分析する文章:
--------------------------------------------------

前回改定の直後から「病院入院についての評価見直しは一段落した。次は開業医の評価を大きく改める」などといった当局者の発言が繰り返されていた。そして結果をどう見るべきなのだろうか。

 医師会が再診料の引下げを阻止したとメディアは伝える。開業医のブログなどでは例えば外来管理加算5分要件について「ストップウォッチをにらみながら診療するのか」などと「大改悪」との批判が溢れている。高齢者の生きる権利を侵害すると後期高齢者医療制度も評判がよろしくない。コンタクト処方料の引下げ、在宅医療における居住系施設への評価引下げなど、関係者は大騒ぎである。勤務医評価を上げるというのも何か中途半端な感じがする。

 在宅への移行、説明責任の重視、「かかりつけ医」導入意図、医療費削減などが、はっきりと見える。厚生労働省も隠そうとしていない。導入・定着のために運用面での修正を行いながら、大方針は変えずに推し進めてくるのではないだろうか。医療崩壊が言われているが、メディアの取り上げ方はピンと外れも多く、「開業医は儲けている」という世間の見方を巧みに利用しながら、開業医の報酬改定を今後も進めていくだろう。

 今回の改定は良く考えたものだと感心する。外来管理加算の「5分を目安」は、患者さんの側からすれば「正論」である。ギリギリのところにボールを投げ込んできたと感じる。4月に入ったのに、未だ見通しのはっきりしない「後期高齢者診療料」の600点は、月1回の診療であれば増収になる。開業医の「分断」を狙ったかのような設定である。

 「大改悪」かもしれない。ただ結論を出すには未だ早いと思う。今回の改定は、そんな単純なものではない。医師会の、開業医側の改定批判を、患者さん側が、どう受け取るかを見極めなければならない。患者さんと一緒となった議論をしていかないと道は拓けない。私のクライアントのある先生が言った言葉が頭に残る。「改悪であっても、要するに患者さんの納得のいく、安心してもらえる診療をしないと生き残っていけないということだ」。

--------------------------------------------------

提供された記録:
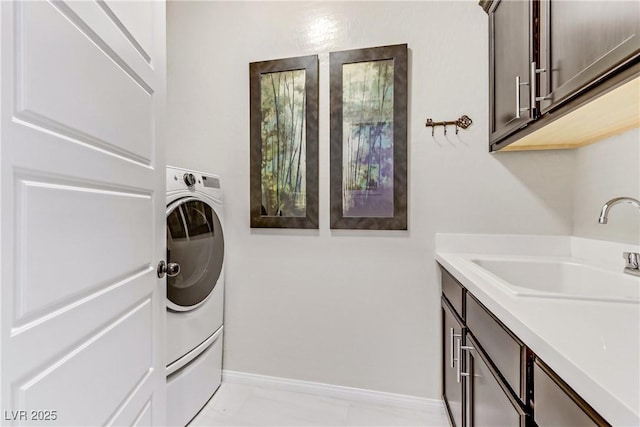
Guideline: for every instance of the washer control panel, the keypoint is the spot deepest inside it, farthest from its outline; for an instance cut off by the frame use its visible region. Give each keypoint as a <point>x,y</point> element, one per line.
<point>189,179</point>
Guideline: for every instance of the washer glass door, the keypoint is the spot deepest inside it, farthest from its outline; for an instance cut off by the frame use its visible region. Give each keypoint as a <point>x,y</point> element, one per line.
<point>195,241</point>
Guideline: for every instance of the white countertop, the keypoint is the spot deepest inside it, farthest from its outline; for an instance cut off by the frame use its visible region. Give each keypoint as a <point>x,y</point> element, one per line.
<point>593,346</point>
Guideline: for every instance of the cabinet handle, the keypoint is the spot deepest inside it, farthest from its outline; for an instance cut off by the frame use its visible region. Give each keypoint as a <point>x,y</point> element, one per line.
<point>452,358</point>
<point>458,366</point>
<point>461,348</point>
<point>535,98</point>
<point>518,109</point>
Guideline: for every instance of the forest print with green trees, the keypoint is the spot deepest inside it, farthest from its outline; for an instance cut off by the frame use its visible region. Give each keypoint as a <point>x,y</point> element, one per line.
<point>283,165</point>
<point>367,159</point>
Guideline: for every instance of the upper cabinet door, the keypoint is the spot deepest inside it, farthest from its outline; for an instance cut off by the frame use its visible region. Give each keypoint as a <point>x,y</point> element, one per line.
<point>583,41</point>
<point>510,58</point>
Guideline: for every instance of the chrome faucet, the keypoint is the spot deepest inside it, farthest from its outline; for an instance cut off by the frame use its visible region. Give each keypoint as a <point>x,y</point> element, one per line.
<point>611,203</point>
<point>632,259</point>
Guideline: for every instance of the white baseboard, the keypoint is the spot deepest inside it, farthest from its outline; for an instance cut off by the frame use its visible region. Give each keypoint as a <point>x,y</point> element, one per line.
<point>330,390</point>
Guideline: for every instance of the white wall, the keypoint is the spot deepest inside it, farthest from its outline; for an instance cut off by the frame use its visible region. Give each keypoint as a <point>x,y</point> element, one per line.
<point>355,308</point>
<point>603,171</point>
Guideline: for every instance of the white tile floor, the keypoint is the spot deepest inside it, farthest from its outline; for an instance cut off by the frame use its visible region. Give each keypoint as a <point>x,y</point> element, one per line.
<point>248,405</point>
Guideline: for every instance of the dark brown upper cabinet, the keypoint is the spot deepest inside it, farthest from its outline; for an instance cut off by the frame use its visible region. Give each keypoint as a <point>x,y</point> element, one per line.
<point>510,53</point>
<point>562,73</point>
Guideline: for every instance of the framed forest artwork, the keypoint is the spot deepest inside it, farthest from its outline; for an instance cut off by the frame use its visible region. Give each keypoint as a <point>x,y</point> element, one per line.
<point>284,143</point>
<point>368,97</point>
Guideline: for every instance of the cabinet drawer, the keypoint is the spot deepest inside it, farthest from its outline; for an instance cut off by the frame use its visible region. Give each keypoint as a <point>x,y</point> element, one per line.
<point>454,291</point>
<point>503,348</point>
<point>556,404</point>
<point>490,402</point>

--------------------------------------------------

課題: 診療報酬改定についての文章のうち、「前回改定の直後から「病院入院」から「定を今後も進めていくだろう。」までを、「メディア」を「報道機関」に置き換えて書き直してください。

解答欄:
前回改定の直後から「病院入院についての評価見直しは一段落した。次は開業医の評価を大きく改める」などといった当局者の発言が繰り返されていた。そして結果をどう見るべきなのだろうか。

 医師会が再診料の引下げを阻止したと報道機関は伝える。開業医のブログなどでは例えば外来管理加算5分要件について「ストップウォッチをにらみながら診療するのか」などと「大改悪」との批判が溢れている。高齢者の生きる権利を侵害すると後期高齢者医療制度も評判がよろしくない。コンタクト処方料の引下げ、在宅医療における居住系施設への評価引下げなど、関係者は大騒ぎである。勤務医評価を上げるというのも何か中途半端な感じがする。

 在宅への移行、説明責任の重視、「かかりつけ医」導入意図、医療費削減などが、はっきりと見える。厚生労働省も隠そうとしていない。導入・定着のために運用面での修正を行いながら、大方針は変えずに推し進めてくるのではないだろうか。医療崩壊が言われているが、報道機関の取り上げ方はピンと外れも多く、「開業医は儲けている」という世間の見方を巧みに利用しながら、開業医の報酬改定を今後も進めていくだろう。